DATA FOR THE TASK
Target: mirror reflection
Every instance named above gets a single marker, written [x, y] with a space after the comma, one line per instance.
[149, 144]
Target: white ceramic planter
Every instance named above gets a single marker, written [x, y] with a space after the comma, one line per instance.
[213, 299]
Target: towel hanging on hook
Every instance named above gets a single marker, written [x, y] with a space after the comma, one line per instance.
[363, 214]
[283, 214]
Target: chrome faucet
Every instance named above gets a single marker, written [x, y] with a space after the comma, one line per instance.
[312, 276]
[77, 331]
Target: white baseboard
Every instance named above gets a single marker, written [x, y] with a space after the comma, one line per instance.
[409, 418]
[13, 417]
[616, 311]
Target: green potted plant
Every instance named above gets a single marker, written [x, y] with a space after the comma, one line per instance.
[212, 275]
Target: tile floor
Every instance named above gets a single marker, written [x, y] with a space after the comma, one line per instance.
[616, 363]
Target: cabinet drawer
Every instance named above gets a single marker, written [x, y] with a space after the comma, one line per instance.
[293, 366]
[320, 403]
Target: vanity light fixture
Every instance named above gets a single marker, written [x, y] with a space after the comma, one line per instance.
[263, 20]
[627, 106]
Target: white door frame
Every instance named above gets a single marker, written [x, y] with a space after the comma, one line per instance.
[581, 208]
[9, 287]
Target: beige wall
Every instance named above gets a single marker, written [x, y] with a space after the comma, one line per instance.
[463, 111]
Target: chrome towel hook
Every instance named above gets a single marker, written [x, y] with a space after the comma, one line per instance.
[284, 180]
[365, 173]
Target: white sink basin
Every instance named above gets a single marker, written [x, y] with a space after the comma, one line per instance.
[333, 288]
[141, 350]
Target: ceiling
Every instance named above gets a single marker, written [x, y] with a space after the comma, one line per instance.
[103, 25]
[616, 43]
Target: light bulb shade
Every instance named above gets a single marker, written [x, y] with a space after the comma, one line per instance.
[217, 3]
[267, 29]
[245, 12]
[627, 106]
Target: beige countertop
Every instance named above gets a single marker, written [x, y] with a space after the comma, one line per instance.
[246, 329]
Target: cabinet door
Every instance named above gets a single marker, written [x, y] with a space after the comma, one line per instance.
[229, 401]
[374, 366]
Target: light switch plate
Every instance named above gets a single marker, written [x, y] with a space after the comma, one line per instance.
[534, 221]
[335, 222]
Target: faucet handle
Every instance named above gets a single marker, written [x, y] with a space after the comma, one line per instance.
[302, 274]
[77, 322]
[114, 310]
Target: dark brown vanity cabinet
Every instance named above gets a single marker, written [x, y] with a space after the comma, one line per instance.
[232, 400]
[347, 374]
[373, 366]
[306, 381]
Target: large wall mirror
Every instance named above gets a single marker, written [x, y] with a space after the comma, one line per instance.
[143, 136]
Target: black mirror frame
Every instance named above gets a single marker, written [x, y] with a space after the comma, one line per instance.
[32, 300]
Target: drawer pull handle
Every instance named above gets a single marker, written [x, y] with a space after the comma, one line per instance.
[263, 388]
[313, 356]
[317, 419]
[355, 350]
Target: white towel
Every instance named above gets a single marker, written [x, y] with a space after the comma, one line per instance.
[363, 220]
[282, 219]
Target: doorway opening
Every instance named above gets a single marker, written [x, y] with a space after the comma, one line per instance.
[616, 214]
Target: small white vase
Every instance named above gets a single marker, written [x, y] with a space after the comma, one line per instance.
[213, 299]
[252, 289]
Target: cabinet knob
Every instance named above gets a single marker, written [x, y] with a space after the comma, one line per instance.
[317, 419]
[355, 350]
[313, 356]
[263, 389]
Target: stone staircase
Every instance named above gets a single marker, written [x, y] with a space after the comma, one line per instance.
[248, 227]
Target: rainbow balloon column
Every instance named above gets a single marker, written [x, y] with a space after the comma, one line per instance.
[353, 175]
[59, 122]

WHAT NEEDS TO BE DONE
Can you turn the listing above into a two-column CSV with the headers "prompt" and "points" and one row for each request? Put each request's text and its answer in a single quoted field, with line breaks replaced by spaces.

THE OUTPUT
prompt,points
"Target: mirror reflection Every instance named above gets a single marker, written [x, y] with a space after the comma, one line per instance.","[149, 144]"
"Target: white ceramic planter Every instance named above gets a single marker, written [x, y] with a space after the comma, one line per instance.","[213, 299]"
"Target: towel hanging on hook Every instance named above gets a single marker, written [x, y] with a space after the comma, one line per instance.","[363, 214] [283, 214]"
"Target: chrome faucet Every instance named above gets a single marker, written [x, y] with a space after the comma, one line per instance.","[312, 276] [77, 331]"
"Target: white baseboard Every instance named above gets a single marker, written [x, y] with a space after the comma, one line per instance.","[409, 418] [13, 417] [616, 311]"
"Target: green potted plant Every instance named above gets a single marker, written [x, y] with a space after the comma, one line per instance.","[212, 275]"
"Target: tile floor Every instance named above gets a single marker, written [x, y] with a space after the comma, one line per instance.","[616, 363]"
"Target: cabinet drawer Every instance named above gets a single marker, written [x, y] with a space after the comma, one line per instance.","[293, 366] [320, 403]"
"Target: vanity light fixture Every instance named above gets a single marker, written [x, y] with a space after the comma, one line per instance.","[263, 20] [627, 106]"
"Target: white door frame Every instance named above gets a single marker, written [x, y] with a space after the comma, one line per instance.","[581, 208] [9, 287]"
"Target: beige wall Every instance named above gets a single marker, written [x, y] with a space after the comma, one line per instance.","[463, 111]"
"Target: chrome towel hook Every instance named above gets a single marker, written [x, y] with a space after the comma, one line per instance.","[284, 180] [365, 173]"
"Target: white sink basin Every instance named above gets a single marker, written [x, y] with a space after the comma, one line per instance.","[333, 288] [141, 350]"
"Target: ceiling Every instance named above gets a single marker, written [x, y] with a space after the comma, one line per instance.","[103, 25] [616, 43]"
"Target: light bulb shade Every instance named above gets a single marker, written [x, y] with a space after the comma, one line per instance.","[217, 3] [267, 29] [245, 12] [627, 106]"
"Target: beige countertop Every instance named above gets a single marker, written [x, y] with a space after the comma, one line per instance.","[246, 329]"
"Target: cabinet door Every instance named above gets a single marker, written [x, y] with a space after the comma, one line per instance.","[229, 401] [374, 366]"
"Target: light switch plate Every instance named above gets a single marker, written [x, y] with a space after the comma, one line per instance.","[534, 221] [335, 222]"
"Target: faucet handle Every instance named above gets a single marker, written [x, y] with a space after the comma, one line per instance.","[302, 274] [77, 322] [114, 310]"
"Target: dark brown vanity cabinet Every instance named above gets a single marker, written [x, y] with a space after the comma, one line per instance.","[232, 400] [347, 374] [373, 366] [306, 381]"
"Target: large wall mirror Every instance named above gets a single marker, written [x, y] with a space after the comma, one line per instance.","[143, 136]"
"Target: black mirror frame Every instance named above gets a single marker, written [x, y] with a space after the comma, one line per instance.","[32, 300]"
"Target: drawer pull handle Every instance named above gets a single marker, written [x, y] with a space after the comma, one line per instance.","[263, 388] [313, 356] [317, 419] [355, 350]"
"Target: white towel Every instance named above gets a single marker, written [x, y] with a space after the comma, one line per instance.","[363, 220] [282, 219]"
"Target: doorway opening Every instance named above gets a single marker, written [x, y] with a space after the comma, one line per instance.","[616, 214]"
"Target: small white vase Every instance named above gets a single marker, written [x, y] with a space after the comma, one line per instance.","[213, 299] [252, 289]"
"Target: cabinet knob Every instance named above gets a single marker, written [x, y] with a space after the comma, one line per instance.","[317, 419] [355, 350] [313, 356] [263, 389]"
"Target: stone staircase Every instance named above gets a single marker, written [x, y] with a space after the comma, one line per instance.","[248, 227]"
"Target: rainbow balloon column Every instance named above gets a single marker, written [x, y] with a space after the comma, one line per instance.","[353, 175] [59, 122]"